[Source data Boundary: Start]

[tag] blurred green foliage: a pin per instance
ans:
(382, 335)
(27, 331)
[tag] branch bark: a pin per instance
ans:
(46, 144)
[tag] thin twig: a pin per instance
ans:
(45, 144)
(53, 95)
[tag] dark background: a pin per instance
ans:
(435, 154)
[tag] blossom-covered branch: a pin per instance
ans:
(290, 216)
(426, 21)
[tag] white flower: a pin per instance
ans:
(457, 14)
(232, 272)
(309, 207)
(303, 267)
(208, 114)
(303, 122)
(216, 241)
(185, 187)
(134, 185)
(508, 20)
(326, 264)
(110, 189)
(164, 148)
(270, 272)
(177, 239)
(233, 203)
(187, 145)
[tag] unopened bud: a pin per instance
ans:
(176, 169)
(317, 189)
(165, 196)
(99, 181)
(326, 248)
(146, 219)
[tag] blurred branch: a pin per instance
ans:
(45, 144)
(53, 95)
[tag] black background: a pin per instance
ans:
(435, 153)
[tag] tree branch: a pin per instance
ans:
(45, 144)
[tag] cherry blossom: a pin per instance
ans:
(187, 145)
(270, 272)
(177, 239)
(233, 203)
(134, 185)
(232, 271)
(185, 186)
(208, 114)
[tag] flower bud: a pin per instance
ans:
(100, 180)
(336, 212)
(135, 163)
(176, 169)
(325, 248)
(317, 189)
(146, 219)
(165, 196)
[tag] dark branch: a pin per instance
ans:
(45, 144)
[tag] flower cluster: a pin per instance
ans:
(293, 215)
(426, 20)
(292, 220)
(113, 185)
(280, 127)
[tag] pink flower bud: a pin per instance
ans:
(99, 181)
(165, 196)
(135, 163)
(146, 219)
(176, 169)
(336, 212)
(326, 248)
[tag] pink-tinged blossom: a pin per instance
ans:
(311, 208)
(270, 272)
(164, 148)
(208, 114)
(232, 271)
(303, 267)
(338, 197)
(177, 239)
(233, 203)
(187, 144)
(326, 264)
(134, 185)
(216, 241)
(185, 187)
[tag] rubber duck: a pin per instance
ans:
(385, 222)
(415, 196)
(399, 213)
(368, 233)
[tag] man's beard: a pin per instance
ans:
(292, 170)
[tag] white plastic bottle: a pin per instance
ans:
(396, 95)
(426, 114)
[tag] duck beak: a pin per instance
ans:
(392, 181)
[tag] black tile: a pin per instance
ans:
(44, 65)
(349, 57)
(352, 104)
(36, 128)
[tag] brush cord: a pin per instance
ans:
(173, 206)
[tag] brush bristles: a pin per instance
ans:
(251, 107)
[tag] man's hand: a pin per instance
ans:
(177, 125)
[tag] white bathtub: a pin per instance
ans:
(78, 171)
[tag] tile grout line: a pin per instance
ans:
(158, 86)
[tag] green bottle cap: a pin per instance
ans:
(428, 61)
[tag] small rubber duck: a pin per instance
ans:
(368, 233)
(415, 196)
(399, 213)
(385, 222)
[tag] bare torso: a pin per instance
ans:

[Source data Boundary: End]

Problem -
Where a line in the records above contains the string "black", copy that line.

Answer to the problem -
[tag] black background: a pin per instance
[tag] black tile: a pin per instance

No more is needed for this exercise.